══ Data for this task
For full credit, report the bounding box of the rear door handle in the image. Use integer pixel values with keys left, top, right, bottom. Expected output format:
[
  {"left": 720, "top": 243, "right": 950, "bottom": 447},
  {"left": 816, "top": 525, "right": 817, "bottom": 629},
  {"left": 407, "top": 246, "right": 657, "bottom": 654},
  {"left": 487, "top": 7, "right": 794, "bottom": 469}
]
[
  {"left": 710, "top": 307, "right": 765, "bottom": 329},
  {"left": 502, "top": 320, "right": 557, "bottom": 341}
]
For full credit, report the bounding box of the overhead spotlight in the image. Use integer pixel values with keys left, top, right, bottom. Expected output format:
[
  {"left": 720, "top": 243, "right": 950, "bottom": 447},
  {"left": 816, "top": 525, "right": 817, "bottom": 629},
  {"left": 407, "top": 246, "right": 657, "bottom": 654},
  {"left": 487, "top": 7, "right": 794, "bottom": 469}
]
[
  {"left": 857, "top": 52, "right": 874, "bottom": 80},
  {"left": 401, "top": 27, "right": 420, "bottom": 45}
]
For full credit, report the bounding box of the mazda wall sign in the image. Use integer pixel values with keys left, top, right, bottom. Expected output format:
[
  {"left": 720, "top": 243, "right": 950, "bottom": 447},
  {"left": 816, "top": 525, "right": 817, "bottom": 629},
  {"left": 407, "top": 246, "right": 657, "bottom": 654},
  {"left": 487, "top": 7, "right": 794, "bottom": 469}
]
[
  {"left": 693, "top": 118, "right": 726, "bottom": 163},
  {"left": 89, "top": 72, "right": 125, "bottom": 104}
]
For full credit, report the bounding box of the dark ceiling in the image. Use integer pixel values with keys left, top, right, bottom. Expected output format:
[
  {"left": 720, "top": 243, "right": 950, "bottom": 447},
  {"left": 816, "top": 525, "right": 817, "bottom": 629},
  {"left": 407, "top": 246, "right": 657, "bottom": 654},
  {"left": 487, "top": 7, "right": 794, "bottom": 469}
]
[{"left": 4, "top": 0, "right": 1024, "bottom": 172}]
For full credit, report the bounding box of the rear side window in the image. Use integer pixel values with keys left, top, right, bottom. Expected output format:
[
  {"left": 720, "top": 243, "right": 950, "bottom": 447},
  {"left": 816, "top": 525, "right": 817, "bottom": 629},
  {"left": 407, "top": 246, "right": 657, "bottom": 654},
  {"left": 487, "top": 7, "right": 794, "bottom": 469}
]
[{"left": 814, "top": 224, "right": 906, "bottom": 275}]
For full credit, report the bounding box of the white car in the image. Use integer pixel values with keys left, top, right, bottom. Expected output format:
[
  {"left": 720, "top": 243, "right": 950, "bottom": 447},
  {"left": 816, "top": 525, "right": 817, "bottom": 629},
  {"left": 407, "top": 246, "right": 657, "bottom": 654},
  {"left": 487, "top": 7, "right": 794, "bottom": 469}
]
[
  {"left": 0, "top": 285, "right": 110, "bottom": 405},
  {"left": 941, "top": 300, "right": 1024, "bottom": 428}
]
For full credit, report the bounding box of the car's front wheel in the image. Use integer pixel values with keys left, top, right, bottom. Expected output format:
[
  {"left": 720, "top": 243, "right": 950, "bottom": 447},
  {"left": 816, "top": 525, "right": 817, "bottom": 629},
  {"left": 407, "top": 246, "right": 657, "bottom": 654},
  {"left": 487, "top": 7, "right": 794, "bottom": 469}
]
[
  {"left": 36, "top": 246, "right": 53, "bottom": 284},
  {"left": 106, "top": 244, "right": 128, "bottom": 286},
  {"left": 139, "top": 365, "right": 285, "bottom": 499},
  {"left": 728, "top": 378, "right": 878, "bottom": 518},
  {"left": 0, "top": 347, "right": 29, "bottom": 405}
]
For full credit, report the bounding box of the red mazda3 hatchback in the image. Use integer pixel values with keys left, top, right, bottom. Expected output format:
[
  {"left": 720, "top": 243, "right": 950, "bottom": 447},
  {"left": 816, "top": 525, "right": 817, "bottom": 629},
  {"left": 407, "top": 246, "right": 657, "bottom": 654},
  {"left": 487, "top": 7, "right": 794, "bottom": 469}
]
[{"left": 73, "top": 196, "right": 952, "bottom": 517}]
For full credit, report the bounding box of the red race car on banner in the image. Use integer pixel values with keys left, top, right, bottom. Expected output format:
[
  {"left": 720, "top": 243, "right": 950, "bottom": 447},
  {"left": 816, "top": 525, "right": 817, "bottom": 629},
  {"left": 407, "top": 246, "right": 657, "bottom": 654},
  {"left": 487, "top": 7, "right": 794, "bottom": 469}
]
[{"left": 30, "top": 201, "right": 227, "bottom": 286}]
════
-- Goal of the exercise --
Reproduce each of the records above with "integer pixel values" changed to "whole-number pixel values" wherever it occurs, keeping everything else the same.

-- Response to the task --
For full credit, report the bounding box of the rear door handle in the image. Use whole-number pixel values with keys left, top, right, bottom. Expected output format:
[
  {"left": 720, "top": 243, "right": 950, "bottom": 447},
  {"left": 816, "top": 525, "right": 817, "bottom": 629},
  {"left": 407, "top": 246, "right": 657, "bottom": 654},
  {"left": 487, "top": 7, "right": 794, "bottom": 469}
]
[
  {"left": 710, "top": 307, "right": 765, "bottom": 329},
  {"left": 502, "top": 320, "right": 557, "bottom": 341}
]
For full credit, report the bounding box of the overhead spotlight in the image. Use whole-number pixel values with keys left, top, right, bottom. Expected output format:
[
  {"left": 720, "top": 243, "right": 950, "bottom": 447},
  {"left": 816, "top": 525, "right": 817, "bottom": 629},
  {"left": 407, "top": 246, "right": 657, "bottom": 654},
  {"left": 487, "top": 7, "right": 794, "bottom": 469}
]
[
  {"left": 857, "top": 52, "right": 874, "bottom": 80},
  {"left": 401, "top": 27, "right": 420, "bottom": 45}
]
For full credit, report the bounding box of the mazda wall sign in the image. Use whole-number pixel values with keys left, top, right, bottom. Expected output format:
[
  {"left": 720, "top": 243, "right": 950, "bottom": 447},
  {"left": 816, "top": 525, "right": 817, "bottom": 629},
  {"left": 407, "top": 246, "right": 657, "bottom": 654},
  {"left": 487, "top": 7, "right": 794, "bottom": 469}
]
[
  {"left": 693, "top": 118, "right": 726, "bottom": 163},
  {"left": 89, "top": 72, "right": 125, "bottom": 104}
]
For full credit, report the bounding box of the dark ceiling in the image. Use whole-number pixel values with keys left, top, right, bottom. Expected output format:
[
  {"left": 720, "top": 243, "right": 950, "bottom": 447},
  {"left": 816, "top": 525, "right": 817, "bottom": 629},
  {"left": 407, "top": 246, "right": 657, "bottom": 654},
  {"left": 487, "top": 7, "right": 794, "bottom": 469}
]
[{"left": 4, "top": 0, "right": 1024, "bottom": 172}]
For full credit, report the bounding box of the rear side window in the image. Use whole-number pixel values with keys left, top, right, bottom. Expected output format:
[
  {"left": 720, "top": 243, "right": 950, "bottom": 447},
  {"left": 816, "top": 525, "right": 817, "bottom": 629},
  {"left": 407, "top": 246, "right": 657, "bottom": 654},
  {"left": 487, "top": 7, "right": 794, "bottom": 469}
]
[{"left": 814, "top": 224, "right": 906, "bottom": 275}]
For full credit, report the bounding box of the white car in the image. Use whole-number pixel values with keys left, top, right, bottom. Expected output format:
[
  {"left": 720, "top": 243, "right": 950, "bottom": 447},
  {"left": 816, "top": 525, "right": 817, "bottom": 629},
  {"left": 407, "top": 246, "right": 657, "bottom": 654},
  {"left": 487, "top": 7, "right": 794, "bottom": 469}
]
[
  {"left": 0, "top": 285, "right": 110, "bottom": 405},
  {"left": 941, "top": 300, "right": 1024, "bottom": 428}
]
For full credit, report the bounding box of the car's front wheel in the image. Use whole-number pixel values with keys left, top, right, bottom. Expected output format:
[
  {"left": 720, "top": 243, "right": 950, "bottom": 447},
  {"left": 816, "top": 525, "right": 817, "bottom": 629},
  {"left": 407, "top": 246, "right": 657, "bottom": 654},
  {"left": 487, "top": 7, "right": 794, "bottom": 469}
]
[
  {"left": 36, "top": 246, "right": 53, "bottom": 284},
  {"left": 106, "top": 244, "right": 128, "bottom": 286},
  {"left": 139, "top": 365, "right": 285, "bottom": 499},
  {"left": 728, "top": 378, "right": 878, "bottom": 518},
  {"left": 0, "top": 347, "right": 29, "bottom": 405}
]
For full credit, report the bounding box of the red mazda3 hatchback in the image. Use whole-number pixel values with keys left, top, right, bottom. Expected output format:
[
  {"left": 720, "top": 243, "right": 950, "bottom": 447},
  {"left": 816, "top": 525, "right": 817, "bottom": 629},
  {"left": 407, "top": 246, "right": 657, "bottom": 654},
  {"left": 487, "top": 7, "right": 794, "bottom": 469}
]
[{"left": 73, "top": 196, "right": 952, "bottom": 517}]
For full credit, report the bounding box of the red race car on banner in the image. Use whole-number pixel values with keys left, top, right, bottom. Expected output format:
[
  {"left": 720, "top": 243, "right": 950, "bottom": 447},
  {"left": 816, "top": 525, "right": 817, "bottom": 629},
  {"left": 407, "top": 246, "right": 657, "bottom": 654},
  {"left": 487, "top": 7, "right": 794, "bottom": 469}
]
[{"left": 30, "top": 201, "right": 227, "bottom": 286}]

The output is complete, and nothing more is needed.